:: TUGAS WAJIB 1 ::
Terjemahkan ke dalam bahasa Inggris kalimat dari teks tentang Abdullah bin Az-Zubair di bawah ini: "Abdullah bin Az-Zubair adalah orang pertama yang lahir di antara Muhajirin setelah Hijrah, dan merupakan penyebab kegembiraan bagi umat Islam selama masa itu."

4 Abdullah bin Az-Zubair r.a. pembela yang setia
Hidup mengalami pasang surut, dengan beberapa hari baik dan banyak hari yang suram. Ada kalanya kita merasa kehilangan makna dan tujuan. Sebenarnya, inilah saat terbaik untuk membuktikan diri, karena kesabaran dalam menghadapi tantangan adalah tanda kekuatan, ciri umum para Nabi sebagai orang-orang saleh.
Itu juga ciri khas Abdullah bin Az-Zubair ra, yang ayahnya adalah Az-Zubair bin Awwam ra, salah satu dari sepuluh orang yang diberi kabar gembira tentang surga. Ibunya adalah Asma ‘binti Abu Bakar, orang ke-18 yang memeluk Islam dan putri Abu Bakr As-Siddiq ra, khalifah pertama dalam Islam. Abdullah bin Az-Zubair adalah orang pertama yang lahir di antara Muhajirin setelah Hijrah, dan merupakan penyebab kegembiraan bagi umat Islam selama masa itu.
Abdullah bin Az-Zubair juga diberkati menjadi salah satu pembantu Nabi SAW, memberinya kesempatan untuk mengamati dengan cermat kehidupan Nabi, memperoleh ilmu dan dengan sempurna meniru Sunnah Nabi SAW.

:: DATA YANG DIBERIKAN ::
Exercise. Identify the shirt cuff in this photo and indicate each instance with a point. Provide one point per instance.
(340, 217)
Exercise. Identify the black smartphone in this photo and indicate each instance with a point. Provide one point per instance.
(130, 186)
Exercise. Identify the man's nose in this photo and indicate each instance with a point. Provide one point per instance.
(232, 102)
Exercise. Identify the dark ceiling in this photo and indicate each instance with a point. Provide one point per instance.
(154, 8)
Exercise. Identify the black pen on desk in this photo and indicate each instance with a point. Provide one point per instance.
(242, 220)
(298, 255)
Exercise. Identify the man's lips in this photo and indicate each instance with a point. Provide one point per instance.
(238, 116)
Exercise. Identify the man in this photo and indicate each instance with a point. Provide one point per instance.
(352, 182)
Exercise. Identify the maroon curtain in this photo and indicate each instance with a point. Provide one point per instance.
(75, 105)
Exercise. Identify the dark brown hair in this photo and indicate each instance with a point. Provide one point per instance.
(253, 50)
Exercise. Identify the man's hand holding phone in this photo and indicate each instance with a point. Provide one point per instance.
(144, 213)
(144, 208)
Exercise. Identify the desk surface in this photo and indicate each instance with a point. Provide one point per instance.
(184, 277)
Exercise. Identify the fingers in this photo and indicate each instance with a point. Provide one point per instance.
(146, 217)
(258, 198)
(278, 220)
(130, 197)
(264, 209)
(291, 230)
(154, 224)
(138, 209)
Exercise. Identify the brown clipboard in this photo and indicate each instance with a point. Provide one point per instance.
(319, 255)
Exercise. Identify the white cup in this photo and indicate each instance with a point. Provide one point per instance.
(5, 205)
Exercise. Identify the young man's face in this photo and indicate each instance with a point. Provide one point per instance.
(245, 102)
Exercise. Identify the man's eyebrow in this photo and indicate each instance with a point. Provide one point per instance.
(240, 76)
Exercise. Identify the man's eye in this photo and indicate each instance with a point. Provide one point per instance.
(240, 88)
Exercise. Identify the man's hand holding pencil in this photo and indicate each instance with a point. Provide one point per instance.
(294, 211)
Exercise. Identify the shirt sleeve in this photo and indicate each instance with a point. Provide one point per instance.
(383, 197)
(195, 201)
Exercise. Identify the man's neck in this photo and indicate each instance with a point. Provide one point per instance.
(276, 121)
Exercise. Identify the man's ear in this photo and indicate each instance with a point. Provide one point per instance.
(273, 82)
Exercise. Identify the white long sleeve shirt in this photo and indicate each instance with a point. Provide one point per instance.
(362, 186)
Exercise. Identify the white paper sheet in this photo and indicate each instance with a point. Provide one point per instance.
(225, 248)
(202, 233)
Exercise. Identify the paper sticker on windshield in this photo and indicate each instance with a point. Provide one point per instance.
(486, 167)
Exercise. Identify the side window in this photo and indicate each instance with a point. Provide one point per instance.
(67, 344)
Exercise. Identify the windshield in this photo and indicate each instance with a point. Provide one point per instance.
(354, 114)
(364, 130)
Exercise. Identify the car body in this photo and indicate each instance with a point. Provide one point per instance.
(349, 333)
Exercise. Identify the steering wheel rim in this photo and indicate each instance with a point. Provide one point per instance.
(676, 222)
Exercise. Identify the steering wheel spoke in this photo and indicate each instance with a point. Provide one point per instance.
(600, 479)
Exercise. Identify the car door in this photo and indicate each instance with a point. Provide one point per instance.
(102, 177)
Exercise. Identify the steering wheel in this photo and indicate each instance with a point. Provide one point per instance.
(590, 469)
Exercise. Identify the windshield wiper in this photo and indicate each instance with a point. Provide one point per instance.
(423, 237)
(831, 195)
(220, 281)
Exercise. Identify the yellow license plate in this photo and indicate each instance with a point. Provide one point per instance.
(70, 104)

:: TUGAS WAJIB 2 ::
Ganti nama "windshield" menjadi "windscreen" pada baris-baris daftar mulai dari baris yang memuat "Exercise. Identify the man's ear" sampai baris terakhir daftar. Tuliskan kembali hanya baris-baris itu tanpa perubahan lain.

:: KELUARAN LENGKAP 1 ::
Abdullah bin Az-Zubair was the first person born among the Muhajirin after the Hijrah, and he was a cause of joy for the Muslims during that time.

:: KELUARAN LENGKAP 2 ::
Exercise. Identify the man's ear in this photo and indicate each instance with a point. Provide one point per instance.
(273, 82)
Exercise. Identify the white long sleeve shirt in this photo and indicate each instance with a point. Provide one point per instance.
(362, 186)
Exercise. Identify the white paper sheet in this photo and indicate each instance with a point. Provide one point per instance.
(225, 248)
(202, 233)
Exercise. Identify the paper sticker on windscreen in this photo and indicate each instance with a point. Provide one point per instance.
(486, 167)
Exercise. Identify the side window in this photo and indicate each instance with a point. Provide one point per instance.
(67, 344)
Exercise. Identify the windscreen in this photo and indicate each instance with a point. Provide one point per instance.
(354, 114)
(364, 130)
Exercise. Identify the car body in this photo and indicate each instance with a point. Provide one point per instance.
(349, 333)
Exercise. Identify the steering wheel rim in this photo and indicate each instance with a point. Provide one point per instance.
(676, 222)
Exercise. Identify the steering wheel spoke in this photo and indicate each instance with a point. Provide one point per instance.
(600, 479)
Exercise. Identify the car door in this photo and indicate each instance with a point. Provide one point per instance.
(102, 177)
Exercise. Identify the steering wheel in this photo and indicate each instance with a point. Provide one point per instance.
(590, 469)
Exercise. Identify the windscreen wiper in this photo and indicate each instance with a point. Provide one point per instance.
(423, 237)
(831, 195)
(220, 281)
Exercise. Identify the yellow license plate in this photo and indicate each instance with a point. Provide one point per instance.
(70, 104)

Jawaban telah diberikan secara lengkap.